#### Problem:
Adjust every coordinate in the answers by adding -9 to each number, and write out every line again with the text lines unchanged. Begin at the line that contains "In this exercise you will identify every instance of the water" and stop after the last line of the items.

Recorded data
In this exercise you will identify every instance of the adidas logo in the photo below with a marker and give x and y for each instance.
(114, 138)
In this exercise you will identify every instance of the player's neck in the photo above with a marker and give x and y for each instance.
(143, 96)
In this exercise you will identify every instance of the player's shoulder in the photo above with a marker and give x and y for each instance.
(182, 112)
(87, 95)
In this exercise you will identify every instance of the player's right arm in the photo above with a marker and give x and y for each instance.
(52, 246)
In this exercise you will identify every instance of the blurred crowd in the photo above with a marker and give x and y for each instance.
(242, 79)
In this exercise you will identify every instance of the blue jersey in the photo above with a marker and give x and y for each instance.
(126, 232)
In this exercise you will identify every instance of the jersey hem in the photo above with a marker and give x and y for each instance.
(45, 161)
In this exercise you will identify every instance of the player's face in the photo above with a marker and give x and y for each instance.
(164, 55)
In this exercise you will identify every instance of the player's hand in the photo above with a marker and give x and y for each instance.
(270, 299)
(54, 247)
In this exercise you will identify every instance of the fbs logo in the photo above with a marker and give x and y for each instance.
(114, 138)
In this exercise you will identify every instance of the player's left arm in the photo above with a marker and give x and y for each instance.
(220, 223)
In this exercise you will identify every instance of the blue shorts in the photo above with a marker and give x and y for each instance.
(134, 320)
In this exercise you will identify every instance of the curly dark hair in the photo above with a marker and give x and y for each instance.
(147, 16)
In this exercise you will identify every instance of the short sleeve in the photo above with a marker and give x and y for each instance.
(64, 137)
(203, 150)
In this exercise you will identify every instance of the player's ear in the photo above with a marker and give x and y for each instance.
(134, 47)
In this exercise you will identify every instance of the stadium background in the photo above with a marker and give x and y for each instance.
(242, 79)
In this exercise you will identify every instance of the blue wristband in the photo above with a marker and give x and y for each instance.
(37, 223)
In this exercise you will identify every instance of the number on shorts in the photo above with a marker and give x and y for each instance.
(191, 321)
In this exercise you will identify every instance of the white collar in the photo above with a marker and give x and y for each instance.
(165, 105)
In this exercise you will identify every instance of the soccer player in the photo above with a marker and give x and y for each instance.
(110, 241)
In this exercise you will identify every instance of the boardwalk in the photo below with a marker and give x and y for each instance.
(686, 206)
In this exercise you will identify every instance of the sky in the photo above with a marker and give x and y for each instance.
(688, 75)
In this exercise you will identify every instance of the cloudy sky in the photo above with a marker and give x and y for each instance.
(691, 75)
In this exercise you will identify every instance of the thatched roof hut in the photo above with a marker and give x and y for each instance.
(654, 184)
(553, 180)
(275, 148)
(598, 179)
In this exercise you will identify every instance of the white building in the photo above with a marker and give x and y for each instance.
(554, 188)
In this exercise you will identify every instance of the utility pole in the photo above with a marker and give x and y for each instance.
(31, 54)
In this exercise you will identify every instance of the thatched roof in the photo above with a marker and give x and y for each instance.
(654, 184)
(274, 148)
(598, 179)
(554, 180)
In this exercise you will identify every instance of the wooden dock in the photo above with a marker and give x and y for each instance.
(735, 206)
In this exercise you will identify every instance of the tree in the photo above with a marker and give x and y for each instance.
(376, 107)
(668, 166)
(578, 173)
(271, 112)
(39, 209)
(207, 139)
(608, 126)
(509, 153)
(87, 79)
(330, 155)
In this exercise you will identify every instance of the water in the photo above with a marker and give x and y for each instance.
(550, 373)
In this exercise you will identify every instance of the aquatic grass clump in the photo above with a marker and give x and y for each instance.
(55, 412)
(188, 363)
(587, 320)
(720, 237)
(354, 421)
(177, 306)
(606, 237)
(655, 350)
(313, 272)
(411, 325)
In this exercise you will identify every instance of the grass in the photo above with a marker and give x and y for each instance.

#### Worked answer:
In this exercise you will identify every instance of the water in the photo above with a marker and give x and y for each instance.
(541, 364)
In this exercise you will identify every instance of the aquatic grass clump in the photo above with a marker and give x and y for each instance.
(46, 403)
(179, 354)
(578, 311)
(711, 228)
(345, 412)
(168, 297)
(597, 228)
(646, 341)
(304, 263)
(402, 316)
In this exercise you will identify every instance of the grass in the photo above with a marker and give x and y for each instance.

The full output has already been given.